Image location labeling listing

[Start]

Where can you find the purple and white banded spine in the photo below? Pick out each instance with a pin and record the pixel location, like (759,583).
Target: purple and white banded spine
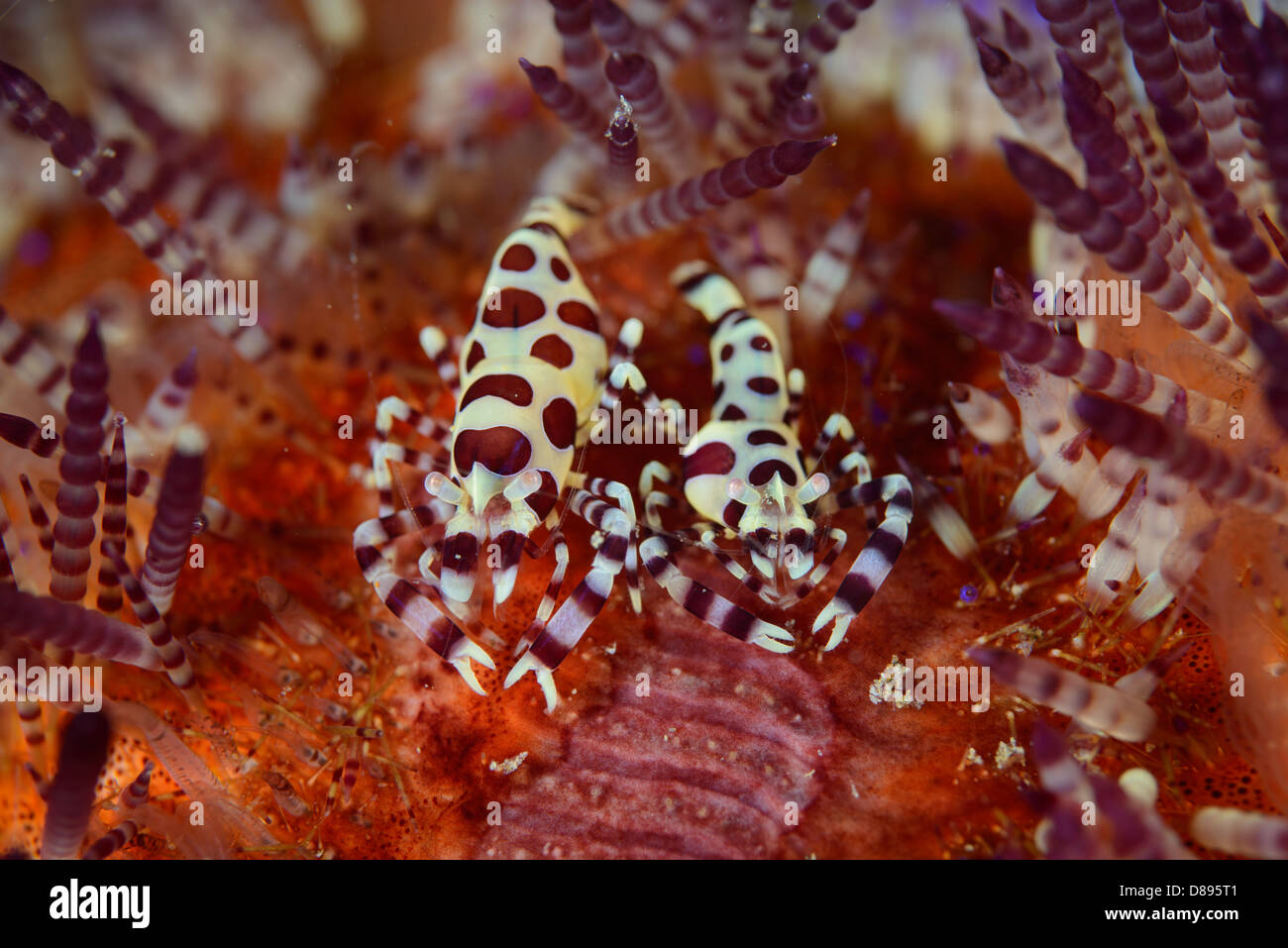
(80,469)
(114,523)
(1184,455)
(174,660)
(1078,211)
(829,266)
(178,507)
(765,167)
(37,514)
(50,622)
(1094,704)
(1065,357)
(623,146)
(666,129)
(102,171)
(33,363)
(565,101)
(986,417)
(71,793)
(581,52)
(1231,228)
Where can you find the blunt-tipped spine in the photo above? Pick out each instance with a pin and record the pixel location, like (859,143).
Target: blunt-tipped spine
(102,175)
(174,660)
(178,507)
(1184,455)
(167,407)
(623,146)
(837,18)
(80,468)
(114,522)
(33,363)
(1095,704)
(635,78)
(765,167)
(1064,356)
(829,266)
(581,51)
(63,625)
(37,514)
(567,103)
(71,794)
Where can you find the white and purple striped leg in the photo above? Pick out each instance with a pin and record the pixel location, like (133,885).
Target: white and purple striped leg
(877,556)
(421,616)
(604,488)
(553,588)
(580,609)
(385,451)
(706,604)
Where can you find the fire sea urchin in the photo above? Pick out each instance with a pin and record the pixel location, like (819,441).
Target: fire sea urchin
(868,417)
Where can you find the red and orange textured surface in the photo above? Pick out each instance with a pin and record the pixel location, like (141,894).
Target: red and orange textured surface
(728,741)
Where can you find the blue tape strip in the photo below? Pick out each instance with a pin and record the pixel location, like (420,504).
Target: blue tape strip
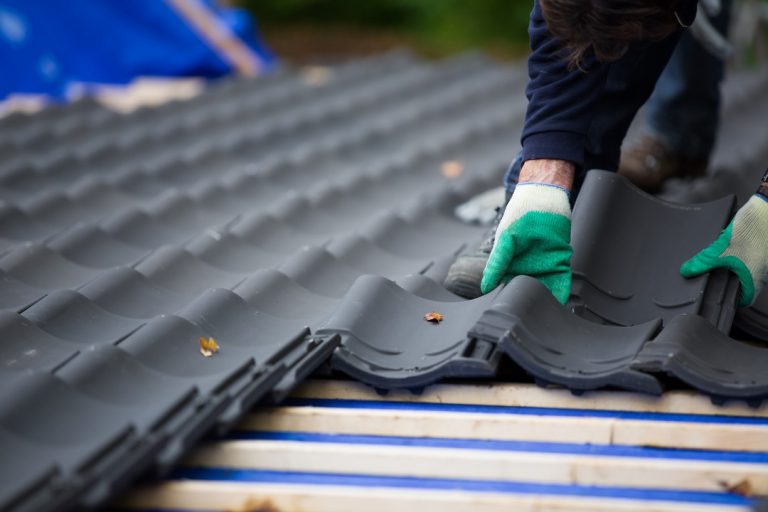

[End]

[WHAT YOU HAVE TO DO]:
Output every line of the listing above as a numbered list, skipping blank lines and omitting the pictures.

[THE OUTPUT]:
1. Where can you find the purple and white banded spine in the photo below? Pick out each instance with a pin and record the pixel location, like (759,583).
2. Target: purple and white banded spine
3. (80,469)
4. (114,523)
5. (1184,455)
6. (174,660)
7. (1078,211)
8. (829,266)
9. (178,507)
10. (765,167)
11. (37,514)
12. (50,622)
13. (1094,704)
14. (1065,357)
15. (623,146)
16. (666,129)
17. (102,171)
18. (33,363)
19. (565,101)
20. (986,417)
21. (71,793)
22. (581,52)
23. (1231,228)
24. Where can you find the blunt-tipped spine in the photo above? Pick out each instance with a pin and record the pixel location, like (859,143).
25. Target: blunt-tipped spine
26. (102,175)
27. (174,660)
28. (178,507)
29. (1184,455)
30. (167,407)
31. (623,146)
32. (837,18)
33. (80,468)
34. (114,522)
35. (33,363)
36. (1095,704)
37. (635,78)
38. (765,167)
39. (1064,356)
40. (829,266)
41. (581,51)
42. (63,625)
43. (37,514)
44. (567,103)
45. (71,794)
46. Where can you find the white and purple striped leg in the photo above? Pick out each instance with a pin and record the pixel location, like (133,885).
47. Target: white and purple striped leg
48. (877,556)
49. (421,616)
50. (604,488)
51. (553,588)
52. (580,609)
53. (385,451)
54. (706,604)
55. Where can you find the fire sea urchin in the photo above? Pick out each instance with a pin and record the pixel location, like (819,441).
56. Target: fire sea urchin
57. (868,417)
58. Where can you find the red and orange textured surface in the photo above? Pick out each instance with a pin and record the pixel location, like (141,894).
59. Target: red and orange textured surface
60. (728,741)
61. Where can you find the blue tape strip in the photo below? Pick out each instance with a pin and record the pixel location, like (420,504).
62. Target: blue tape strip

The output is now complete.